Aim of the task: Would you print all of the entries word for word?
Records for the exercise: Begin
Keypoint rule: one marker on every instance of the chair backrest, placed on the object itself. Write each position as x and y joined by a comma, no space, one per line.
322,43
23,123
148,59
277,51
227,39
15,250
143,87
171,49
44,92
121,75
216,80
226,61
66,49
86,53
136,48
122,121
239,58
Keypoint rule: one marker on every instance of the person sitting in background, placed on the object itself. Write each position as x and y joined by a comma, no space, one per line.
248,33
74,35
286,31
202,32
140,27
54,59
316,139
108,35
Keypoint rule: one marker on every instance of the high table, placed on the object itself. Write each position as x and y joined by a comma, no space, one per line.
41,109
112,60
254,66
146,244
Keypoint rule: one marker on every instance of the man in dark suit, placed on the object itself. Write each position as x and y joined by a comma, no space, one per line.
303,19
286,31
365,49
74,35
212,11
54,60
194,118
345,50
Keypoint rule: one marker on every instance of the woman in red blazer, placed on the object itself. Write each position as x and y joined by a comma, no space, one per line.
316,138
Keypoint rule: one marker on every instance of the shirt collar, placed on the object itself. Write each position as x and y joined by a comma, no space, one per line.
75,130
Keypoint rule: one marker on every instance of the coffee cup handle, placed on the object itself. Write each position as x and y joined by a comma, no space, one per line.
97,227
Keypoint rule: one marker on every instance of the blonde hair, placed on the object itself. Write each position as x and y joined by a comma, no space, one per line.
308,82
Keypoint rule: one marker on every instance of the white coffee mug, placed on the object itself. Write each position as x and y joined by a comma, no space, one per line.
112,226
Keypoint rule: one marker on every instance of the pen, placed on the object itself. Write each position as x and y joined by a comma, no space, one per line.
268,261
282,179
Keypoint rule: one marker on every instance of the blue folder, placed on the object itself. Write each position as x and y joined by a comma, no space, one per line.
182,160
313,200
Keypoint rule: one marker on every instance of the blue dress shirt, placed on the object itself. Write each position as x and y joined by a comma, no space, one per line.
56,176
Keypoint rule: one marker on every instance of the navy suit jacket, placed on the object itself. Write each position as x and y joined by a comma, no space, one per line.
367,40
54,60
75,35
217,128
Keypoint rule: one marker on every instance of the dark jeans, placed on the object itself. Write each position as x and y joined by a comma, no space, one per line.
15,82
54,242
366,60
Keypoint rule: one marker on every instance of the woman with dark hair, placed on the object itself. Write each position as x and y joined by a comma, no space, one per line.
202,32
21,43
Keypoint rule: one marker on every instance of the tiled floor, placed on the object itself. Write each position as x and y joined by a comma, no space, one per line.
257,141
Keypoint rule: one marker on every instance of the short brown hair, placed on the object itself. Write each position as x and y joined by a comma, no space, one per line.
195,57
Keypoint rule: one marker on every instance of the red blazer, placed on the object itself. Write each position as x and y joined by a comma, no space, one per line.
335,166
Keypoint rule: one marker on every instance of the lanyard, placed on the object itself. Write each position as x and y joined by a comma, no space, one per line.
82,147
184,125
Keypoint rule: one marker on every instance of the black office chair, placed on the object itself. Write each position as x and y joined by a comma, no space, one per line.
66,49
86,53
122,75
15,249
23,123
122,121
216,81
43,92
Records for the exercise: End
Written response:
Keypoint rule: one marker on every instance of the chair backrest, placed on the object itself. Write each position as x and y joined by a comma, no space, one per line.
322,43
23,123
148,59
277,51
227,39
15,250
143,87
171,49
44,92
121,75
216,80
226,61
66,49
86,53
136,48
122,121
239,58
Keypoint rule: one marker on every instance of the person sitting in background, placed on the object itself. Write each position as x and y joined by a comma, no space, one per line.
248,33
74,35
286,31
202,32
140,27
54,59
316,139
108,35
Keypoint rule: one marker on every instance of the high table, placed on the object itself. Write each position as x and y joined by a comma, no space, one per line.
41,109
112,60
254,66
146,244
Keypoint rule: one marker on every instance of the man in dark suit, placed on the object itself. Write each position as x and y joined by a comma, no space, one per line.
303,19
286,31
365,49
74,35
212,11
54,60
194,118
345,50
Keypoint rule: one marker on every instance of the woman in red blazer, placed on the object itself. Write each position as x and y joined by a comma, no space, one per line.
316,138
Keypoint rule: one marker on every instance of the shirt collar, placed on the object itself. Write each position as x and y joined by a comma, no space, one per line.
75,130
Keypoint rule: one marker on every instance of the coffee cup handle, placed on the object itself. Write each position as x and y joined by a comma, no space, one per line.
97,227
Keypoint rule: one marker on every instance of the blonde hair, placed on the object itself. Write each position as x and y joined by a comma, no space, one per line.
308,82
Keypoint rule: one marker on every instance of the white coffee mug, placed on the object itself. Write each position as x and y joined by a comma, no space, one per line.
112,226
Keypoint rule: one marker on every instance of the pen, placed on the object itself. Write each position as x and y joined by a comma, no space, one per line.
268,261
282,179
Keypoint rule: one marker on every instance of the blue folder, placed on the object itself. Write each position as x and y joined by a comma, no space, one per line.
182,160
313,200
Keypoint rule: one marker on every instance of the blue dress shirt, placed on the object itself. Write each position as x and y joined by a comma, no space, one per line.
56,176
Keypoint rule: one marker on every instance of the navy suit jacket, placed on the object itself. Write each position as x and y joined by a comma, no space, one per line.
367,40
54,60
75,35
217,128
Keypoint rule: one marker on every instance of the dark jeans, placed on the object itself. Write each position as x and y joined by a comma, no space, one per line.
15,82
54,242
366,60
Keypoint rule: one marker on every instance of the woman with dark hair, placed on the object itself. Write each position as x and y joined by a comma, no space, one per line.
202,32
21,43
Keypoint rule: one marker on every instance of the tiled floor, placed on the object itself. Write each position as x and y joined by a comma, no space, one per line.
257,141
Keypoint rule: one marker on every instance of the short brown hair, placed on the object itself. Write each position as x and y joined by a comma, no space, one per line.
195,57
Keypoint rule: one marker on every instance of the red blazer, placed on the object itself. Write each position as x and y joined by a comma, no space, one per line.
335,166
Keypoint rule: one marker on every instance of the lanyard, placed on the object itself. Write each position as x and y joined by a comma, no space, one per line.
82,147
184,125
Keypoint rule: one marker on every instance of the black office chair, placed on the object itself. Write each position as x and y joined by a comma, no space, one per line.
66,49
86,53
122,75
15,249
23,123
122,121
216,81
43,92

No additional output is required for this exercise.